Short task a →
Rewrite the records from their start through the line containing "225,197,387,246", both ends included, reproducing every line with its request, but scale each bounding-box coordinate in the answers by 0.55 and round it to a whole number, halves up. Leave the numbers in the requests and in their format sample as they are.

-- start of Given passage --

Skip to main content

Frequency Analysis

Performs frequency analysis on documents to extract and rank keywords based on occurrence counts. This node provides a simpler alternative to TF-IDF analysis, focusing on raw frequency counts to identify commonly used terms across documents.

Common Properties

  • Name - The custom name of the node.
  • Color - The custom color of the node.
  • Delay Before (sec) - Waits in seconds before executing the node.
  • Delay After (sec) - Waits in seconds after executing node.
  • Continue On Error - Automation will continue regardless of any error. The default value is false.
info

If the ContinueOnError property is true, no error is caught when the project is executed, even if a Catch node is used.

Inputs

  • Documents - An array of JSON objects each containing name and text fields. Example format:
    [
    {"name": "Document 1", "text": "Your document text here"},
    {"name": "Document 2", "text": "Another document text"}
    ]

Options

  • Top N - Specifies the number of top terms to retrieve from the frequency analysis. Default: 25.
  • Min N-gram - Sets the lower boundary of the range of n-values for different n-gram sizes to be extracted. For instance, min_ngram=1 means the analysis will include unigrams (single words). Default: 1.
  • Max N-gram - Sets the upper boundary for the range of n-values for different n-gram sizes. A max_ngram=3 would mean the analysis includes trigrams (phrases of three words) at most. Default: 3.
  • Min DF - Minimum document frequency threshold as a percentage. Terms appearing in fewer documents than this percentage will be ignored. A value of 0.01 (1%) means ignoring terms that appear in less than 1% of your documents. Default: 0.01.
  • Max DF - Maximum document frequency threshold as a percentage. Terms appearing in more documents than this percentage will be filtered out. A value of 0.5 (50%) filters out terms that appear in more than half of your documents. Default: 0.5.
  • Stop Words Language - Language for stop word filtering. Stop words are ignored during the process of vectorizing text, as these words usually carry less meaningful information for analysis. Supported languages: Arabic, Azerbaijani, Basque, Bengali, Catalan, Chinese, Danish, Dutch, English, Finnish, French, German, Greek, Hebrew, Hinglish, Hungarian, Indonesian, Italian, Kazakh, Nepali, Norwegian, Portuguese, Romanian, Russian, Slovene, Spanish, Swedish, Tajik, Turkish. Default: English.

Output

  • Frequency Results - An object containing the analysis results with the following structure:
    {
    "columns": ["Keyword", "Document 1", "Document 2", "N-Gram", "Document Count", "Total Count", "Total Score"],
    "rows": [
    {
    "Keyword": "keyword phrase",
    "Document 1": 5,
    "Document 2": 3,
    "N-Gram": 2,
    "Document Count": 2,
    "Total Count": 8,
    "Total Score": 32
    }
    ]
    }

How It Works

Frequency Analysis extracts keywords based on how often they appear across documents:

  1. Tokenizes documents into n-grams (single words, two-word phrases, three-word phrases based on your settings)

-- end of Given passage --
-- start of The input --

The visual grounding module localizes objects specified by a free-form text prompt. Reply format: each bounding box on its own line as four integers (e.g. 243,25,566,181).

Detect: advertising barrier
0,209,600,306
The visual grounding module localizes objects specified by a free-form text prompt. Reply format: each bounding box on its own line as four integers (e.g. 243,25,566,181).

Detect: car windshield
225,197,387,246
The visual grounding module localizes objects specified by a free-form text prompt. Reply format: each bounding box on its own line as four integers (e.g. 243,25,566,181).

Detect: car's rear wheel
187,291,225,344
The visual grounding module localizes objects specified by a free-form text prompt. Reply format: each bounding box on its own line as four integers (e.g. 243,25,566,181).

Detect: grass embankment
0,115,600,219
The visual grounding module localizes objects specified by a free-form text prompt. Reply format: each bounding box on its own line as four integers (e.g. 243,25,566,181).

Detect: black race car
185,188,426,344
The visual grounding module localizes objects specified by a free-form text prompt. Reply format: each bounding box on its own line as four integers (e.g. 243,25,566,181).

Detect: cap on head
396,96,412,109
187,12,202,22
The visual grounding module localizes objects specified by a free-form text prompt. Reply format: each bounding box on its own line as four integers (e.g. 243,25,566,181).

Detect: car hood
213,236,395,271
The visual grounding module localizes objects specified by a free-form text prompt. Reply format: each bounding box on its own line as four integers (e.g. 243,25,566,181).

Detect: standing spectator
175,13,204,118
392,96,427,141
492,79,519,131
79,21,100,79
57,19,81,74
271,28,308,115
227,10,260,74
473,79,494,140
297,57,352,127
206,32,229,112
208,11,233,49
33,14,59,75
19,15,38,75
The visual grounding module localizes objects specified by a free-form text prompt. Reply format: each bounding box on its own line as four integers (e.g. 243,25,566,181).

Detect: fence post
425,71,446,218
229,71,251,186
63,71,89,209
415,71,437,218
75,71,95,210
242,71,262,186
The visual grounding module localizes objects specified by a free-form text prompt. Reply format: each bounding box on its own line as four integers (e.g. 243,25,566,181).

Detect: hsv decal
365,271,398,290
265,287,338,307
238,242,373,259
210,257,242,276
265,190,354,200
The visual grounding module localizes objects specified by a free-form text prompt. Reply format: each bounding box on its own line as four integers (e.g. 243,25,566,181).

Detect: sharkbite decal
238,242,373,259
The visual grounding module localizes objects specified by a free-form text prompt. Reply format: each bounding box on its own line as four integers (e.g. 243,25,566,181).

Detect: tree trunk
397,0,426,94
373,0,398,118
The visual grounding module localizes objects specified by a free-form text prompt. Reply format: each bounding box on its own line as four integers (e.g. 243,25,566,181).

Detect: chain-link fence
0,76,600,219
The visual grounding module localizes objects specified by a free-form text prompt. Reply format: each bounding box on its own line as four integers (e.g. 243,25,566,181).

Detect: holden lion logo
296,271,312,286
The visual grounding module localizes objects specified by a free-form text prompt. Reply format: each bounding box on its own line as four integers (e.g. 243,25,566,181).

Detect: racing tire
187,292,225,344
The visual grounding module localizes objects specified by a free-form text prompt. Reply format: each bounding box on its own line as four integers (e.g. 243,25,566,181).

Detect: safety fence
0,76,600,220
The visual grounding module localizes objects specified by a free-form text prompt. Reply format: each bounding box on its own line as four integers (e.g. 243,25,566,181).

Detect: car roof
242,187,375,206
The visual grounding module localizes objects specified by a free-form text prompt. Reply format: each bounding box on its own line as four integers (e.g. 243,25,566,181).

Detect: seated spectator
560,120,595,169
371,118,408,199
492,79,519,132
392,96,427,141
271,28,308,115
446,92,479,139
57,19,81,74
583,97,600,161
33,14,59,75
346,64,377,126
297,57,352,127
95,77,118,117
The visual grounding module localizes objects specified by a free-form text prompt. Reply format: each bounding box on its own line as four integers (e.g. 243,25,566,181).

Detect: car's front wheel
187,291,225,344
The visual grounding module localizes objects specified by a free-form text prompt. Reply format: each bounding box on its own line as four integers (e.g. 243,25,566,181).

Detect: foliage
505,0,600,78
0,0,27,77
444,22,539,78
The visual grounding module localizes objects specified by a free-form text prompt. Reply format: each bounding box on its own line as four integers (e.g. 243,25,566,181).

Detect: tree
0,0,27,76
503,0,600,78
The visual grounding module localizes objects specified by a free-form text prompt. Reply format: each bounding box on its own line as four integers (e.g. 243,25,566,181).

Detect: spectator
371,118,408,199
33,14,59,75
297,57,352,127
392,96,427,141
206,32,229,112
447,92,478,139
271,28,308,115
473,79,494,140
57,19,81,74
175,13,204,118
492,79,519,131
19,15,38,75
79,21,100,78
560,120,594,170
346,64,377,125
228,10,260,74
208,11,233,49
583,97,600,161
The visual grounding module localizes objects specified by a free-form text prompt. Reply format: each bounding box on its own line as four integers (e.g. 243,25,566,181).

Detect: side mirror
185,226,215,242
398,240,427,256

-- end of The input --

Short task b →
Return, word for word, the part of the Frequency Analysis documentation that opens with the words containing "Common Properties" and closes with "after executing node.".

Final result a →
The visual grounding module localizes objects specified by a free-form text prompt. Reply format: each bounding box on its own line as four integers (e.g. 243,25,566,181).

Detect: advertising barrier
0,115,330,168
The visual grounding module localizes objects specified by a free-form text prompt. Reply format: each bounding box on its own line as four integers (e.g. 243,25,566,181).

Detect: car windshield
124,108,213,135

Final result b →
Common Properties

  • Name - The custom name of the node.
  • Color - The custom color of the node.
  • Delay Before (sec) - Waits in seconds before executing the node.
  • Delay After (sec) - Waits in seconds after executing node.